Directions for this task: Quote the passage of the James Gunn article between "It is understandable" and "might have clicked.", inclusive.

Source text:
Filmmaker James Gunn is easily one of the most sought-after directors in the movie industry today, especially for primarily out-there projects. He delivered the two “Guardians of the Galaxy” films for Marvel Studios’ MCU franchise, and when removed from the third installment’s development due to controversy from old social media posts, he was then tapped by Warner Brothers to helm a new “Suicide Squad” separate from the 2016 DCEU picture. That got him hired back by Marvel’s parent company Disney. And back in the 2000s he wrote the stories of the live-action “Scooby-Doo” films. Gunn has come a long way.
The above film credits probably make James Gunn an authority with the aforementioned franchises’ cinematic treatment to determine whether or not a crossover plot would be feasible. That at least is how Comic Book Resources sees it following a series of social media posts by the director this Monday, July 13. A fan posted on Twitter asking the possibility of crossing “Scooby-Doo” and “Guardians of the Galaxy,” particularly the former’s titular “cowardly hero” dog and the latter’s “alien raccoon” Rocket. Gunn replied that such a crossover was unlikely, but Scooby and the gang crossing over with “Suicide Squad” might work.
It is understandable why Gunn shook his head on crossing “Scooby-Doo” and Marvel’s “Guardians.” The former is a Hanna-Barbera cartoon creation, now part of the media library of Warner Bros., while Marvel is a Disney subsidiary. That too explains a higher probability of Scooby rubbing elbows with the Suicide Squad, a DC Comics title and thus under Warner. That would seem strange considering the Squad, aka Task Force X, is composed of mostly imprisoned DC super-villains agreeing to work for the US government as disposable wet-works operatives for decreased sentences. But considering Gunn’s plans for the live-action 2002 “Scooby-Doo” movie, perhaps it might have clicked.

(Stored records)
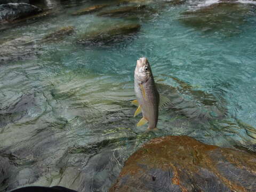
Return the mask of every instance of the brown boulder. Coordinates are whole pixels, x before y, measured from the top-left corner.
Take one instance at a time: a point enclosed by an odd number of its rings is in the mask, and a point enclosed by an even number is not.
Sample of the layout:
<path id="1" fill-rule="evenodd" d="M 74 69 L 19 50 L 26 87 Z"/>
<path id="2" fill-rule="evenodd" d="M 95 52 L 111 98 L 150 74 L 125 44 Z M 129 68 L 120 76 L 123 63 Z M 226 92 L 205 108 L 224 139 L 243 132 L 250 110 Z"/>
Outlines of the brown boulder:
<path id="1" fill-rule="evenodd" d="M 187 136 L 155 138 L 126 162 L 110 191 L 256 191 L 256 155 Z"/>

Finished task:
It is understandable why Gunn shook his head on crossing “Scooby-Doo” and Marvel’s “Guardians.” The former is a Hanna-Barbera cartoon creation, now part of the media library of Warner Bros., while Marvel is a Disney subsidiary. That too explains a higher probability of Scooby rubbing elbows with the Suicide Squad, a DC Comics title and thus under Warner. That would seem strange considering the Squad, aka Task Force X, is composed of mostly imprisoned DC super-villains agreeing to work for the US government as disposable wet-works operatives for decreased sentences. But considering Gunn’s plans for the live-action 2002 “Scooby-Doo” movie, perhaps it might have clicked.